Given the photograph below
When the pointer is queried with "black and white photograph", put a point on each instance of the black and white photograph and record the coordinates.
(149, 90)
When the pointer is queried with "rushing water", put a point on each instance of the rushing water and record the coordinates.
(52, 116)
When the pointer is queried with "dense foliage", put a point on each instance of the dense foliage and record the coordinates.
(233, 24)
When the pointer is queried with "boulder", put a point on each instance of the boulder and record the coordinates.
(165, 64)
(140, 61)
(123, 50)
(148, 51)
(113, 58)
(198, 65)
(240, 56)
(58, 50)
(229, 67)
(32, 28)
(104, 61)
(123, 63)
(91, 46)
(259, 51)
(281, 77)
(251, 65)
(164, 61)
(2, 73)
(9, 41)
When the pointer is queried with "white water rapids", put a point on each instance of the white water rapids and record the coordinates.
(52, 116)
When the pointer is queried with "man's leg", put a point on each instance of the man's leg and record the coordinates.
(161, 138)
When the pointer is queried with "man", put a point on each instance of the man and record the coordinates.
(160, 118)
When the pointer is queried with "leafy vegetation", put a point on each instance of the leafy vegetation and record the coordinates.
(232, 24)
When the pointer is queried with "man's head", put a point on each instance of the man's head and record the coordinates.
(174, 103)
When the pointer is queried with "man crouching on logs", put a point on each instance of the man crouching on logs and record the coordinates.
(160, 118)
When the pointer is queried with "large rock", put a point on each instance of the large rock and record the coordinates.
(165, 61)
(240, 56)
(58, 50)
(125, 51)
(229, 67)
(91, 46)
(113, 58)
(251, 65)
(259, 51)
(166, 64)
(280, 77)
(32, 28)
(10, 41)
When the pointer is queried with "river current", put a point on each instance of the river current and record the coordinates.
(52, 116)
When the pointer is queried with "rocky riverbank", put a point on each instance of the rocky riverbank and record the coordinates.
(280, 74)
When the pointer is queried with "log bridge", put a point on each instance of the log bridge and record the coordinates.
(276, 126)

--- --- ---

Beginning at the line where "boulder and record the coordinates." appears, extract each line through the end of the data above; keep them exact and include nothing else.

*Exercise solution*.
When the pointer is queried with "boulder", put a point on each instance of the boulder and record the coordinates.
(165, 64)
(140, 61)
(123, 50)
(148, 51)
(113, 58)
(198, 65)
(240, 56)
(58, 50)
(229, 67)
(32, 28)
(104, 61)
(123, 63)
(91, 46)
(259, 51)
(281, 77)
(251, 65)
(164, 61)
(2, 73)
(9, 41)
When the pointer is queried with "white water rapids", put a point on each instance of the white water rapids and record the coordinates.
(52, 116)
When the pointer is queried with "man's leg", put a point on each instance of the man's leg and record the coordinates.
(161, 138)
When the pointer is queried with "man", put a point on each instance of the man and record the coordinates.
(160, 118)
When the pointer is queried with "leafy vegetation", put a point on each instance of the leafy vegetation and record the coordinates.
(232, 24)
When the pointer is queried with "man's head", put a point on each instance of the man's head and record the coordinates.
(174, 103)
When the pointer is queried with "man crouching on logs", put a point on each instance of the man crouching on logs and record the coordinates.
(160, 118)
When the pointer is queried with "large rock", put a point on each instance of the large rock and record the coordinates.
(165, 61)
(240, 56)
(58, 50)
(125, 51)
(229, 67)
(91, 46)
(113, 58)
(251, 65)
(259, 51)
(166, 64)
(280, 77)
(32, 28)
(10, 41)
When the pointer is queried with "river current", put a point on each instance of the river current and record the coordinates.
(52, 116)
When the pointer is queried with "rocky riverbank", put a point on each instance of the rocky riverbank and record the coordinates.
(280, 74)
When the pointer is queried with "log bridge", put a point on each instance of the log bridge and record the coordinates.
(276, 126)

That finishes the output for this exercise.